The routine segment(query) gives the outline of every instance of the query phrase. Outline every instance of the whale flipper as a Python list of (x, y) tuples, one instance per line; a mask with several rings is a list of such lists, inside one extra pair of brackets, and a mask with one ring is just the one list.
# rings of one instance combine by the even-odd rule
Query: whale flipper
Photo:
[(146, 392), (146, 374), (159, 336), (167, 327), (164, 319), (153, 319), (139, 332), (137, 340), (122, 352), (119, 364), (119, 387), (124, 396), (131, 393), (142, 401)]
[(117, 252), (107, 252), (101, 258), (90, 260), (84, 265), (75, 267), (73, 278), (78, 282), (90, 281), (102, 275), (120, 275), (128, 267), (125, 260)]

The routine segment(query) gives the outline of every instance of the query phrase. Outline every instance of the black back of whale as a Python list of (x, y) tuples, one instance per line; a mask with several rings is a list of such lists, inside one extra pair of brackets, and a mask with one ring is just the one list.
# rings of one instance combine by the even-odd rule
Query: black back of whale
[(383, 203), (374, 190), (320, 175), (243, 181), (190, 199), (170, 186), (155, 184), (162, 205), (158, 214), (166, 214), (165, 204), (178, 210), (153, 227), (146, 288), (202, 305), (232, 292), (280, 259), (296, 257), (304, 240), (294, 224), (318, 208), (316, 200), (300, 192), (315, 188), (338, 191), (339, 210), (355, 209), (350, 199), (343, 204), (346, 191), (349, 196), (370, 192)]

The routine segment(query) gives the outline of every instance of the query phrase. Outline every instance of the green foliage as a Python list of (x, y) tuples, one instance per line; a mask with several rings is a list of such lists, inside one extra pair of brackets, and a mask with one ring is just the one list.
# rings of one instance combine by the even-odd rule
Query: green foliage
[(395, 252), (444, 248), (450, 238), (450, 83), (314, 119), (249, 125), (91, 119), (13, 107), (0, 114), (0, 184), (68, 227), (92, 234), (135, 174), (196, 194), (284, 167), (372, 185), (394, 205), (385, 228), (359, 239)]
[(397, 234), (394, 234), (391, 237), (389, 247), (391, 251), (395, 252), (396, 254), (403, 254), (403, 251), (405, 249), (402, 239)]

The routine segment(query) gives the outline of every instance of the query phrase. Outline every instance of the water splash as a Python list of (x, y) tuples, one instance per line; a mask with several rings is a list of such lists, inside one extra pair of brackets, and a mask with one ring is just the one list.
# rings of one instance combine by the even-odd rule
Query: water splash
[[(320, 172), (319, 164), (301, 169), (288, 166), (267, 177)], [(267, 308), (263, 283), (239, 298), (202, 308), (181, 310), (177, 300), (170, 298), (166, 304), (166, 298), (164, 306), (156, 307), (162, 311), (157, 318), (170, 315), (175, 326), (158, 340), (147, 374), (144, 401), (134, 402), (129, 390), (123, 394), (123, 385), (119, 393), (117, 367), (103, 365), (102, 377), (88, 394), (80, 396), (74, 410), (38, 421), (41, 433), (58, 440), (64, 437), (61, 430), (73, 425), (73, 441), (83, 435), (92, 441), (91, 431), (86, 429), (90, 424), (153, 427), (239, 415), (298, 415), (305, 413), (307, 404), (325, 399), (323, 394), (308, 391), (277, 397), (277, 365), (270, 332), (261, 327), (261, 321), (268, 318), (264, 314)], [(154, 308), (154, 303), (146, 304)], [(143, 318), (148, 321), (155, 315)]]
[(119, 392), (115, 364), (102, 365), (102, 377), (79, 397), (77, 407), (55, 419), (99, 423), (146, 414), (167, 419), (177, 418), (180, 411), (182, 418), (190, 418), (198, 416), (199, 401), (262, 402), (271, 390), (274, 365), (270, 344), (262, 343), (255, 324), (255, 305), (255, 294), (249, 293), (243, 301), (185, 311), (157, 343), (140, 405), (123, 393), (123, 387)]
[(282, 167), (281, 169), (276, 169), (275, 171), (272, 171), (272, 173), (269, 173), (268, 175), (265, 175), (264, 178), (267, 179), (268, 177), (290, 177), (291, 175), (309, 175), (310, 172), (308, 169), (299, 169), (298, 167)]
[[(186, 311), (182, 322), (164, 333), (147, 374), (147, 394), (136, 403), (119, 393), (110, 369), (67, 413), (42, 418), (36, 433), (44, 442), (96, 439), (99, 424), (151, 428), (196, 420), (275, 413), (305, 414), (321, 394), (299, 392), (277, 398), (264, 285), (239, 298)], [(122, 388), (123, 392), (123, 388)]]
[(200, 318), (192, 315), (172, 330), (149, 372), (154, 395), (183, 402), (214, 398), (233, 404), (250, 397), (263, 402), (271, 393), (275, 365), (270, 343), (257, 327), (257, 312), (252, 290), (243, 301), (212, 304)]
---
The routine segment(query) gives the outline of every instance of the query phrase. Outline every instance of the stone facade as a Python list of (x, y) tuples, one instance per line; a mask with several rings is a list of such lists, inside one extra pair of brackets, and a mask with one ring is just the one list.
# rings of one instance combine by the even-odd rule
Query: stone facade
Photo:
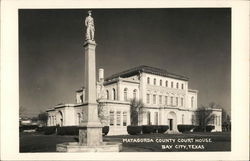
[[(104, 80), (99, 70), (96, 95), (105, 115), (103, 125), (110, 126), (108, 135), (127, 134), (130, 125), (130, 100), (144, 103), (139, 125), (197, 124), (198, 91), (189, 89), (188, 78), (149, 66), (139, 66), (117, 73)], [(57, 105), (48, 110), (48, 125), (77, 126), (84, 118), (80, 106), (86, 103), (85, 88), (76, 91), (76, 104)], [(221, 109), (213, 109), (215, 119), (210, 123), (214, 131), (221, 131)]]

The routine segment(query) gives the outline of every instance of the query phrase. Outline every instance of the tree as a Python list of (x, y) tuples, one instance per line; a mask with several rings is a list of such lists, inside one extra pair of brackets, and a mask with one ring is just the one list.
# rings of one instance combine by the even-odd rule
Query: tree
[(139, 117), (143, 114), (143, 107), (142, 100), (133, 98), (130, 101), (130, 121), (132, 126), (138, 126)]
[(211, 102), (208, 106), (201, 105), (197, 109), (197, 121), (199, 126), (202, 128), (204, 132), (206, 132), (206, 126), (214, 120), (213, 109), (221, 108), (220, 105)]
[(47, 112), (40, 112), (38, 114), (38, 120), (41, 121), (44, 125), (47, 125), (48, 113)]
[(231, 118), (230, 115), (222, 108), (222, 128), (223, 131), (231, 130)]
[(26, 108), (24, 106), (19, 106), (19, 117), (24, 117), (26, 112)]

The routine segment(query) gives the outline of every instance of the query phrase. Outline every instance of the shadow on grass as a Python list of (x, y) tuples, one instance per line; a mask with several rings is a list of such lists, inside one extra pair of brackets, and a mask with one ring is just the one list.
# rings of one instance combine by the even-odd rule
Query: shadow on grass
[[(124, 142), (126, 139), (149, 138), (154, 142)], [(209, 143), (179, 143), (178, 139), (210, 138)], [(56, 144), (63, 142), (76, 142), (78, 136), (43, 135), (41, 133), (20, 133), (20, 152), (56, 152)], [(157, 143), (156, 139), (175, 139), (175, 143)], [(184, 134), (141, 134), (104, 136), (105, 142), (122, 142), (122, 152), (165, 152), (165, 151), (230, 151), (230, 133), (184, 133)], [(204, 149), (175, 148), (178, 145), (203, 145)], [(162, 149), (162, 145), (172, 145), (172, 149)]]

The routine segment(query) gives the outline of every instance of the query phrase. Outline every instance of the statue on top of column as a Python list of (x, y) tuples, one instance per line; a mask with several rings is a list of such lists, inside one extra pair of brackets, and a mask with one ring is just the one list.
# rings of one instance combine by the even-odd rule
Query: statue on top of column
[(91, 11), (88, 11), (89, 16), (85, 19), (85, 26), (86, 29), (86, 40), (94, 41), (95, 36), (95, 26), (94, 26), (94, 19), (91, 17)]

▶ _Task_
Based on the material above, how many lines contain the string "stone"? State the number alone.

▶ _Task response_
2